§ WORK INSTRUCTIONS
Reproduce everything from the first line down through the line containing "[1124, 566]", requests included, shifting every coordinate in the answers by adding -93 to it.

§ PROVIDED DATA

-- begin --

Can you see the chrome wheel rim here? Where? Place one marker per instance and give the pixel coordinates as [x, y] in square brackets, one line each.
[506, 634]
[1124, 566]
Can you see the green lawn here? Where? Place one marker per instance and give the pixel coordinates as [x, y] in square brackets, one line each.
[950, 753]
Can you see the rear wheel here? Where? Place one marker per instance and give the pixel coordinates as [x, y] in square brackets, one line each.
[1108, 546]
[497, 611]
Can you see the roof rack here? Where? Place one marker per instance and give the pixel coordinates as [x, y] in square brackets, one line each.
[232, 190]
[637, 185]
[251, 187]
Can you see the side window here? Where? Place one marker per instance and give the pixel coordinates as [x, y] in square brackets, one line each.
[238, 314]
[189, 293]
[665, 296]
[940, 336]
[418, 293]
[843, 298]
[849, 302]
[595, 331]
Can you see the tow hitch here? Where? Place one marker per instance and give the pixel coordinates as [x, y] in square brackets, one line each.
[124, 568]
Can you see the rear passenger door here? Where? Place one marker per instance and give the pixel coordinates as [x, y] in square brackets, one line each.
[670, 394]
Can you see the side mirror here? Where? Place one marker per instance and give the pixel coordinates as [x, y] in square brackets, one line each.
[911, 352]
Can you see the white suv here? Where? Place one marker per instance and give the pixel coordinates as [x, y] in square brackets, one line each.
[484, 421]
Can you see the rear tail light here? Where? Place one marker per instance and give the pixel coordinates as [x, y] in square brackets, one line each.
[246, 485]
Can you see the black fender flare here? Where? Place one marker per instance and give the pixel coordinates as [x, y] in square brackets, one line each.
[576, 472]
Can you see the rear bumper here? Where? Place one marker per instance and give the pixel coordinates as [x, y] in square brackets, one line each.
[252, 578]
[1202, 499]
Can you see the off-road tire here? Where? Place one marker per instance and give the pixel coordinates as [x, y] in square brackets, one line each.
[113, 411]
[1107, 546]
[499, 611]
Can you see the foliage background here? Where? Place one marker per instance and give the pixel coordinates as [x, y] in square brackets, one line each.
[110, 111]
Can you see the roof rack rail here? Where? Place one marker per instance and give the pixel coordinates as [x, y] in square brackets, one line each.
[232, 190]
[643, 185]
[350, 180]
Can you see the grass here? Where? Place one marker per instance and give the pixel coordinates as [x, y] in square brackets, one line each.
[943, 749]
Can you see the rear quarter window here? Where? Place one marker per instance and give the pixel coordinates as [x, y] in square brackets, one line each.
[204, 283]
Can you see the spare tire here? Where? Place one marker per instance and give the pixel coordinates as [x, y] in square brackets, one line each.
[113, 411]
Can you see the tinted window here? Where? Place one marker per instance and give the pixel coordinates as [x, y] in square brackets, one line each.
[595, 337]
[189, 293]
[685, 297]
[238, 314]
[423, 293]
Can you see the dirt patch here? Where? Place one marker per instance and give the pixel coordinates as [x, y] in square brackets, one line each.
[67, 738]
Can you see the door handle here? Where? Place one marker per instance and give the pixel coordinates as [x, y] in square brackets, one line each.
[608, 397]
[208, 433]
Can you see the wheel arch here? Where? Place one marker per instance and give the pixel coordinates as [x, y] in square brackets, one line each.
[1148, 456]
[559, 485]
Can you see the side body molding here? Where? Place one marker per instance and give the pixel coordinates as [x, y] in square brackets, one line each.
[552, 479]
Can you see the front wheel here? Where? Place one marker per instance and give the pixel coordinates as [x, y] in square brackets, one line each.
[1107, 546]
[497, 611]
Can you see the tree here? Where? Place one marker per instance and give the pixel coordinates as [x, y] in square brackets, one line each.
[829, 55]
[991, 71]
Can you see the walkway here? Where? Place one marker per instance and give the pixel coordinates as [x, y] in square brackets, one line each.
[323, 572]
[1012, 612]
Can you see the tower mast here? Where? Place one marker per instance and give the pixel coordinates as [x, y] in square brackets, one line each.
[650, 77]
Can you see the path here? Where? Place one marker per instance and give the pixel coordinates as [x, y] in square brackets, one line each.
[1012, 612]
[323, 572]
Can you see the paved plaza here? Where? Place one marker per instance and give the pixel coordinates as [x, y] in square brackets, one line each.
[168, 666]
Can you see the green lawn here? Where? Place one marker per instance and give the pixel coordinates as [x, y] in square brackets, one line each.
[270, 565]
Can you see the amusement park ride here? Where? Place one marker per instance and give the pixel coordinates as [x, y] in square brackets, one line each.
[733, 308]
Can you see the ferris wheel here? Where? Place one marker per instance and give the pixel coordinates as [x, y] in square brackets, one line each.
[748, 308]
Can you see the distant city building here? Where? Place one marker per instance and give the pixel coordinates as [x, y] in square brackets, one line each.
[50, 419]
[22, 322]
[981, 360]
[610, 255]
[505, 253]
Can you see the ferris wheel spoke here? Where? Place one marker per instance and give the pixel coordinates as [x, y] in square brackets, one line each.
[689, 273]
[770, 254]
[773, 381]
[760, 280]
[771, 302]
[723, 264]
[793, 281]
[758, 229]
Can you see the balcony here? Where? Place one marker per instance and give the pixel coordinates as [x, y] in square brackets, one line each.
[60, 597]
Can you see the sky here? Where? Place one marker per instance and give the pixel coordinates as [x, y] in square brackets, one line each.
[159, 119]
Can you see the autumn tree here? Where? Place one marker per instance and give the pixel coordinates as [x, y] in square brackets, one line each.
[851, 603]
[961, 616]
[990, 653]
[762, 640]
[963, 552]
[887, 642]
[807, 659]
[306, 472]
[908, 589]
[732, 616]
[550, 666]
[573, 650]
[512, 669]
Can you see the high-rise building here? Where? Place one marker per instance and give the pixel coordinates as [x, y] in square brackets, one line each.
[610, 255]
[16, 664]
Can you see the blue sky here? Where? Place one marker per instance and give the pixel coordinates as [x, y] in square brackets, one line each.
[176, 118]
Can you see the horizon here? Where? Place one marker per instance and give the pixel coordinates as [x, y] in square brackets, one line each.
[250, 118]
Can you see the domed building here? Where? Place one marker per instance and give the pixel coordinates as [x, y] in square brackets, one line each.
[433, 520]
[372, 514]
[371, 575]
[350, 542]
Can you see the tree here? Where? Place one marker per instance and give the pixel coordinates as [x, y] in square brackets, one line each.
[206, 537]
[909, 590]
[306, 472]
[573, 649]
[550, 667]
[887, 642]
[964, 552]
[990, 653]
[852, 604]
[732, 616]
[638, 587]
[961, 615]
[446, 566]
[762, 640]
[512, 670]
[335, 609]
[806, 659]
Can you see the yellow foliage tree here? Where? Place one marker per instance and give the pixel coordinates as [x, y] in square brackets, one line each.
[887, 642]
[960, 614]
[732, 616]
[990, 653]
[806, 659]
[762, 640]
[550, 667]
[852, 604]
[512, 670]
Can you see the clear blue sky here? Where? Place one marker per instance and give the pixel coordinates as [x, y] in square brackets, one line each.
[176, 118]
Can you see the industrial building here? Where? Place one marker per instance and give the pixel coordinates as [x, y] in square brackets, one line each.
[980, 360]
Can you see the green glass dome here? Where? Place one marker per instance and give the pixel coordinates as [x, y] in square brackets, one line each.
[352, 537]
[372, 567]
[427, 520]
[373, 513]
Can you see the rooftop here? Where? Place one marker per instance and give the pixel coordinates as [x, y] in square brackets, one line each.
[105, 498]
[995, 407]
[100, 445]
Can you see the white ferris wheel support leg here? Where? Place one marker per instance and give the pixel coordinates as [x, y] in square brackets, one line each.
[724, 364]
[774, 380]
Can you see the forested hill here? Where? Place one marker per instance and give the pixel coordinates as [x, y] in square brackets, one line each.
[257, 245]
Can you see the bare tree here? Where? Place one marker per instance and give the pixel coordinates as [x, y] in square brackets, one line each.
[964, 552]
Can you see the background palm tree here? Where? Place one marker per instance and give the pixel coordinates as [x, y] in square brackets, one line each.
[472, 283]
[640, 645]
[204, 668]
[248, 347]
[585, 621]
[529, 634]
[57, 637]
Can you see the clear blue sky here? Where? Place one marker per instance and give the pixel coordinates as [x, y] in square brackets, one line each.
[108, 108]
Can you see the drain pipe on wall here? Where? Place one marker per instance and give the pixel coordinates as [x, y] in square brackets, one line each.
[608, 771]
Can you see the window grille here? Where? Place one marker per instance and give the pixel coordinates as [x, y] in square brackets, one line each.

-- end --

§ EXERCISE RESPONSE
Can you see the chrome wheel rim here? Where? Place one marker per instance and give the pixel coordinates as [x, y] in square brackets, one line each.
[413, 541]
[1031, 473]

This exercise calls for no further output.